= Beginning of Section =

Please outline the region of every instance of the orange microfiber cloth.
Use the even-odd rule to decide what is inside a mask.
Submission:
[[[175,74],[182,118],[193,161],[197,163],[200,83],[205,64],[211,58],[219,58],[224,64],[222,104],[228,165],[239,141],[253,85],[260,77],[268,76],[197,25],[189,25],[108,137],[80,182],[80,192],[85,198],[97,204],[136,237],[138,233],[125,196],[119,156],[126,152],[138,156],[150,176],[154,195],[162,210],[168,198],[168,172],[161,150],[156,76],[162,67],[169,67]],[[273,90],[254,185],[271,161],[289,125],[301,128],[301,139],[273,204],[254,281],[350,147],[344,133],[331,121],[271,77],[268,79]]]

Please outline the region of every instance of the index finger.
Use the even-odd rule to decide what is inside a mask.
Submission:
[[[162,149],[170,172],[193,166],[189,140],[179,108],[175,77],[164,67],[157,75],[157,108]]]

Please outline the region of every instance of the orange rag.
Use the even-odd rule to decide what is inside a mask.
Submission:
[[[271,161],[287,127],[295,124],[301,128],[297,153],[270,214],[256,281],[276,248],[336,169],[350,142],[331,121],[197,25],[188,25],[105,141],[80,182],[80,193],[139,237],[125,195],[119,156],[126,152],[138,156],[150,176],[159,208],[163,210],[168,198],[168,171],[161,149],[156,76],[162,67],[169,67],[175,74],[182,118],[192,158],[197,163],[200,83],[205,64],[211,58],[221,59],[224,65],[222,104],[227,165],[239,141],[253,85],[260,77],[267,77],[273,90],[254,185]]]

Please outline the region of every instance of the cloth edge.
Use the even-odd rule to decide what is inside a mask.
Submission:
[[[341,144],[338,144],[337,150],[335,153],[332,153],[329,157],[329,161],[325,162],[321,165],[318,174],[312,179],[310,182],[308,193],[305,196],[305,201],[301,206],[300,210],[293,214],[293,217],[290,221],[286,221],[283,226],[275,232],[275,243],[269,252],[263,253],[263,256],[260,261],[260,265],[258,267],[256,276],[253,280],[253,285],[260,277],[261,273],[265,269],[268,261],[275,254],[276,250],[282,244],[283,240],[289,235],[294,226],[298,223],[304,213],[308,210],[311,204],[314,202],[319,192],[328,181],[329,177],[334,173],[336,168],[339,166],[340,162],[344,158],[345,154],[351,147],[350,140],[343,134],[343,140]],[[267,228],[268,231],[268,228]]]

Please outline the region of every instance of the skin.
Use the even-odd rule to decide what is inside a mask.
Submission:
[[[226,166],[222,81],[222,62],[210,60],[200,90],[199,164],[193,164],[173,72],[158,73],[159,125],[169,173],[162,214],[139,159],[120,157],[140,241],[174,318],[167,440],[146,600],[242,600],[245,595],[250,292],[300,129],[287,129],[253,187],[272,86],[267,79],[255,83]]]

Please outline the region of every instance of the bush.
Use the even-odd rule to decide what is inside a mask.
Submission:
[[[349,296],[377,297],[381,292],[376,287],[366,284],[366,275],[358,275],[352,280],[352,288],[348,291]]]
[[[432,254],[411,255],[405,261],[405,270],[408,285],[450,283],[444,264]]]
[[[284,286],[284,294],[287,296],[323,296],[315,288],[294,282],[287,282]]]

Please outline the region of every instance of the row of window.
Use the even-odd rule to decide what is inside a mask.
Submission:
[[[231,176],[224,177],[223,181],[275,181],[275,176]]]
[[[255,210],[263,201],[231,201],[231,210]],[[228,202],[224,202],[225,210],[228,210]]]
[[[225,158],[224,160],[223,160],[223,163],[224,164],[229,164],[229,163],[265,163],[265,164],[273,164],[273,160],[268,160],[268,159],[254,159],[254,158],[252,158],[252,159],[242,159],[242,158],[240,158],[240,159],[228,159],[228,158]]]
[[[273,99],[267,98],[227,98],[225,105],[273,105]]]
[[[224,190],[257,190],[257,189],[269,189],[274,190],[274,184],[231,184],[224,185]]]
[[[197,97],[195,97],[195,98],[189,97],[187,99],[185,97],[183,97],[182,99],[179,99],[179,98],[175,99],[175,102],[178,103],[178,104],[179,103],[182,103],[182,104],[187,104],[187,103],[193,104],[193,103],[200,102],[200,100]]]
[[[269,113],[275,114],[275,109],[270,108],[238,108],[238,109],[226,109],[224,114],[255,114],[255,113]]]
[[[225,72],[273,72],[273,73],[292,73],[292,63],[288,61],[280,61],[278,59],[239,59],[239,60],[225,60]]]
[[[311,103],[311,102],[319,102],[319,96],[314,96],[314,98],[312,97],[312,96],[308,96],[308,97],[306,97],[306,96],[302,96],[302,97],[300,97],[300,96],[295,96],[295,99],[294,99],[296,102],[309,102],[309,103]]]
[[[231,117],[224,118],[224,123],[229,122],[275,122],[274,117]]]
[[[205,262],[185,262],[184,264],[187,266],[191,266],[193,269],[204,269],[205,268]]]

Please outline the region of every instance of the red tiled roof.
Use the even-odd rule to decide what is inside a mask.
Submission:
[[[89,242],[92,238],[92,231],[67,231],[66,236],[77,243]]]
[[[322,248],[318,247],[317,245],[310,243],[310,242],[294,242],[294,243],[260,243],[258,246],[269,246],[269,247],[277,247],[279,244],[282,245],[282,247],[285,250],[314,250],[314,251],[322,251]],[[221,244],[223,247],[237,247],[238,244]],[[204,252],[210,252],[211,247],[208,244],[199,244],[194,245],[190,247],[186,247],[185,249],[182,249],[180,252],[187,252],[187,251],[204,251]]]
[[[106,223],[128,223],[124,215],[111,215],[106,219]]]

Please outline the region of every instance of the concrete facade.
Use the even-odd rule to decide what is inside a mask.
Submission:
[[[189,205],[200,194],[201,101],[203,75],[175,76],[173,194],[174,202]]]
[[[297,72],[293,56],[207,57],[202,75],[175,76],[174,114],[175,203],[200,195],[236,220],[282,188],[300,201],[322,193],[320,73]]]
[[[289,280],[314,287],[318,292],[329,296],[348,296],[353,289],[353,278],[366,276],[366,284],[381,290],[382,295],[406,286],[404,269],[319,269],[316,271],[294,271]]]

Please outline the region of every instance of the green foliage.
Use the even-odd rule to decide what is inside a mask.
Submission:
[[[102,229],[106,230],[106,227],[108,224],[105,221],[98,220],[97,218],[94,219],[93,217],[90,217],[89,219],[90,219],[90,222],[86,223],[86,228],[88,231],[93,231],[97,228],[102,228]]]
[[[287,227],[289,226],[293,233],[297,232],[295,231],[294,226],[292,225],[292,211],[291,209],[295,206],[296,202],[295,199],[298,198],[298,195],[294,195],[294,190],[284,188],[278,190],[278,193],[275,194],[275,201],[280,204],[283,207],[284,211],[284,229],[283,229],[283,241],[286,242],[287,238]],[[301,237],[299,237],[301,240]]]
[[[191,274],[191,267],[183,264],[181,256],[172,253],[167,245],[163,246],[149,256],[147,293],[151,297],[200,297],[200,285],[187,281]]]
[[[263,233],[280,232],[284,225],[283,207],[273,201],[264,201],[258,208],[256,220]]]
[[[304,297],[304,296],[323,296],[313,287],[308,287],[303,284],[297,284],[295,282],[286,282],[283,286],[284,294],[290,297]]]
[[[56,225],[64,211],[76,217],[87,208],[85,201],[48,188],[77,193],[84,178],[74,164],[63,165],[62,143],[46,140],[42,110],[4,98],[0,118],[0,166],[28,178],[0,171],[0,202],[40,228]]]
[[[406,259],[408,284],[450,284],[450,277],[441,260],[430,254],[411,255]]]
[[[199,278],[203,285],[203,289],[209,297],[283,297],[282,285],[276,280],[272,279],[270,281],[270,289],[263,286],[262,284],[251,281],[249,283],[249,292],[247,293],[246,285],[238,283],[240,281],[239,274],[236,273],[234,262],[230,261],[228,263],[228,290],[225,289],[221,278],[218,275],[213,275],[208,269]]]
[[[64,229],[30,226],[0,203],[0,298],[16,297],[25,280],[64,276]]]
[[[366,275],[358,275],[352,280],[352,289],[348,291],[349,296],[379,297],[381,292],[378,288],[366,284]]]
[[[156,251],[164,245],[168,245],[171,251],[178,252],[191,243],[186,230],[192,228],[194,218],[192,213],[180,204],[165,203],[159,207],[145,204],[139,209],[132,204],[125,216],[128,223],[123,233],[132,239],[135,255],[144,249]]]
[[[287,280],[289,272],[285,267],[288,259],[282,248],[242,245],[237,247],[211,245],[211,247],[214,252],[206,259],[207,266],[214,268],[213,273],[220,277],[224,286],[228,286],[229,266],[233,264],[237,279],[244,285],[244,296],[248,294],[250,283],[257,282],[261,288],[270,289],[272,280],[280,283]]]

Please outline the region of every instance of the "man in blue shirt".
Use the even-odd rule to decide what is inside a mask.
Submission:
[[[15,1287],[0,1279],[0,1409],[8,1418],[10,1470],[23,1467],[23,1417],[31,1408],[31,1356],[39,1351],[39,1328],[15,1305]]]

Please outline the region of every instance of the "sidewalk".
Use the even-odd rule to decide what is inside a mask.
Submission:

= End of Section =

▸ **WORK INSTRUCTION**: Search the material for the word "cloth" and copy each line where it occurs.

▸ **EXERCISE OUTPUT**:
Please outline the region of every instance of the orange microfiber cloth.
Please outline the region of every instance of the cloth edge.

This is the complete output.